Referring expression data:
-.-.-

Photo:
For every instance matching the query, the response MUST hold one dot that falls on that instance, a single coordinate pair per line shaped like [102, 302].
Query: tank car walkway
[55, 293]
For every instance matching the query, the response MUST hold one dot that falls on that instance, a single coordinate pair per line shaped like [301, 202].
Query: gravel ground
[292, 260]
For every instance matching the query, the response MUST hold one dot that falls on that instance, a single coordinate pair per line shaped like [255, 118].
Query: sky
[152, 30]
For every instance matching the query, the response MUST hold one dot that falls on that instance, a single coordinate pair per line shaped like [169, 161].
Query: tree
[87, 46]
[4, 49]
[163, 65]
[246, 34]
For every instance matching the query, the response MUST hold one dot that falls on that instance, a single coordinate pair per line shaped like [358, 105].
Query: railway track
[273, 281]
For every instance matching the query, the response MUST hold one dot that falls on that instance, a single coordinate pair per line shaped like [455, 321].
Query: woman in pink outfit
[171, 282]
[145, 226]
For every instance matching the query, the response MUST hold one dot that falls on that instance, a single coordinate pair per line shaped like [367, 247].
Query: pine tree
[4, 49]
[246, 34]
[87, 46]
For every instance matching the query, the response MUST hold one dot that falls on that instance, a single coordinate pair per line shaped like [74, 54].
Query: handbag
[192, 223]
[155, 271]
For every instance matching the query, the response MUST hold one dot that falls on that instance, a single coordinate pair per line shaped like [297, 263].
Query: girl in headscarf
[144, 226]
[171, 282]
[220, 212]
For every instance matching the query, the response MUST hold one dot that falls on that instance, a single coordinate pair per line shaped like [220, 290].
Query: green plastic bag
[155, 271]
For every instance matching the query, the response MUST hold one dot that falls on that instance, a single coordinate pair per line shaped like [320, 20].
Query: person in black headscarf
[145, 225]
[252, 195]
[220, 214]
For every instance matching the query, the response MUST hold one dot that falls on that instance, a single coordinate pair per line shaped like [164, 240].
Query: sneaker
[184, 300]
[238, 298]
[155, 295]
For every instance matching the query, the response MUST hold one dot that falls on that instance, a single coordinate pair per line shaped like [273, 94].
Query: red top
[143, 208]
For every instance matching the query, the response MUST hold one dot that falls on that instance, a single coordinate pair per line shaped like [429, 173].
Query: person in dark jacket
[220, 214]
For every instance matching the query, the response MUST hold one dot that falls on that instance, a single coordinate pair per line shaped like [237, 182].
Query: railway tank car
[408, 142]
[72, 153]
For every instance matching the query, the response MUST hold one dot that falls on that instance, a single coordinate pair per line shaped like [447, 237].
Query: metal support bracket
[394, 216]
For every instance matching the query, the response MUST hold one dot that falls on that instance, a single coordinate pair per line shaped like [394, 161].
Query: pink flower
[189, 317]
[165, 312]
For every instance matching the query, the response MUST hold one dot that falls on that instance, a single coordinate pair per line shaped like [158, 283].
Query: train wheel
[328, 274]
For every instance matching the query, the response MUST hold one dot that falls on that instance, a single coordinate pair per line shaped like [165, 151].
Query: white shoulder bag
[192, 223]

-.-.-

▸ **WHAT IS REQUIRED**: Line by line, reproduce the data above exactly.

▸ **EXPECTED ANSWER**:
Photo:
For every instance matching the query, the response MUST hold one dot that falls on that instance, a single coordinate pair per line shaped like [102, 302].
Query: tank car walkway
[55, 293]
For every instance matching the query, the response MUST hold one dot that falls on that instance, a single coordinate pair per line shaped like [301, 202].
Query: gravel ground
[292, 260]
For every instance matching the query, the response MUST hold one dot that falls on that instance, a single coordinate pair per line shaped like [255, 118].
Query: sky
[152, 30]
For every instance matching the query, the response MUST hold one dot that falls on that instance, a single coordinate pair per line shaped like [169, 161].
Query: tree
[87, 46]
[4, 49]
[163, 65]
[246, 34]
For every instance matching the query, the response MUST hold one dot that falls on that instance, a single coordinate pair per line shaped like [358, 105].
Query: railway track
[273, 281]
For every instance matching the query, the response MUST hold one dot that falls on that instance, a single coordinate pair per line shaped like [455, 321].
Query: woman in pink outfit
[171, 282]
[145, 226]
For every instance matching the query, the response MUST hold one dot that falls on that instance, a single coordinate pair per line shaped like [367, 247].
Query: pine tree
[4, 49]
[246, 34]
[87, 46]
For every instance matching the query, the response MUST hold one dot that falls on that instance, a single coordinate pair per line shaped like [74, 54].
Query: handbag
[192, 223]
[155, 271]
For every instance matching the query, the response MUST hold one dot that falls on that instance, a single coordinate pair per line shaped like [297, 263].
Query: girl in headscarf
[144, 226]
[171, 282]
[220, 212]
For every instance matching the query, the response MUST hold one dot that falls on that instance, a single coordinate pair per line shaped like [220, 290].
Query: green plastic bag
[155, 271]
For every instance matching the query, the response MUST hold one dot that falls on that instance, a single coordinate pair per line shaped like [320, 20].
Query: person in black headscarf
[145, 225]
[252, 195]
[220, 214]
For every instance matching the query, the response MUST hold one dot that falls on that instance, a single coordinate pair per line shaped like [164, 240].
Query: sneaker
[184, 300]
[238, 298]
[155, 295]
For every instance matching the query, the response MUST hold one dot that falls on that instance, a single coordinate pair per line shaped like [273, 94].
Query: red top
[143, 208]
For every instance matching the query, the response MUST hold one dot that falls on that instance, a single coordinate pair per line shaped like [429, 173].
Query: person in dark jacket
[220, 214]
For every instance matching the query, the response MUST hold one dot that falls on that instance, a single coordinate pair per line shaped like [237, 182].
Query: railway tank car
[408, 142]
[72, 153]
For every instance matching the query, the response MUST hold one dot that falls on that instance, a single coordinate pair per line shaped like [447, 237].
Query: metal support bracket
[394, 216]
For every instance matching the query, the response MUST hold one dot that falls on that instance, a single coordinate pair per line shaped like [394, 161].
Query: pink flower
[189, 317]
[165, 312]
For every instance matching the query, the response MUST hold one dot that falls on that instance, a single coordinate pair per line shaped like [158, 283].
Query: train wheel
[328, 274]
For every instance matching the query, the response MUST hold one dot that falls on that instance, a single coordinate pair per line shaped like [165, 151].
Query: white shoulder bag
[192, 223]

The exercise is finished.